**Your task:** Number each of the lines below in a list, leaving out any blank ones.

**Data shown:**

——————————

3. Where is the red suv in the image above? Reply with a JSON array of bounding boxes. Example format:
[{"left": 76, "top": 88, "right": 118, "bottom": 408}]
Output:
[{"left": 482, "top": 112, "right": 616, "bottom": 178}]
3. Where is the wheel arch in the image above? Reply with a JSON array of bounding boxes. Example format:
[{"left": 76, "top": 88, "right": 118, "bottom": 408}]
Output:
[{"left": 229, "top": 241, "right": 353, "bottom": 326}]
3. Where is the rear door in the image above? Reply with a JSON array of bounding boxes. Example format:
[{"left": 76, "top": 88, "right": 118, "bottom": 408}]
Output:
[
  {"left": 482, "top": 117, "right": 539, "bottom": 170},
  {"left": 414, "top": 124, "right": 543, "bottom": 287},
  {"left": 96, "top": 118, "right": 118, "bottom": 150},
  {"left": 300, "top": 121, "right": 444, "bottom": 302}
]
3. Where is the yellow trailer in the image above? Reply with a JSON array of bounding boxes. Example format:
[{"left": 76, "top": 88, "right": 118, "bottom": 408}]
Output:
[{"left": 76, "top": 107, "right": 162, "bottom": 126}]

——————————

**Task solution:**
1. 3. Where is the red suv in the image above? Reply with a JSON array of bounding boxes. Example format:
2. [{"left": 76, "top": 88, "right": 118, "bottom": 408}]
3. Output:
4. [{"left": 482, "top": 112, "right": 616, "bottom": 178}]
5. 3. Where is the wheel arch in the image above? Reply with a JSON array of bounding boxes. Example format:
6. [{"left": 76, "top": 88, "right": 118, "bottom": 408}]
7. Output:
8. [{"left": 229, "top": 241, "right": 353, "bottom": 326}]
9. 3. Where is the rear door in the image above? Reply with a JSON array of bounding boxes. Example format:
10. [{"left": 76, "top": 88, "right": 118, "bottom": 408}]
11. Output:
12. [
13.   {"left": 482, "top": 117, "right": 539, "bottom": 170},
14.   {"left": 414, "top": 124, "right": 543, "bottom": 287},
15.   {"left": 96, "top": 118, "right": 118, "bottom": 150},
16.   {"left": 300, "top": 121, "right": 444, "bottom": 302}
17. ]
18. 3. Where is the yellow trailer in the image above? Reply with a JSON array of bounding boxes. Example format:
19. [{"left": 76, "top": 88, "right": 118, "bottom": 408}]
20. Output:
21. [{"left": 76, "top": 107, "right": 162, "bottom": 126}]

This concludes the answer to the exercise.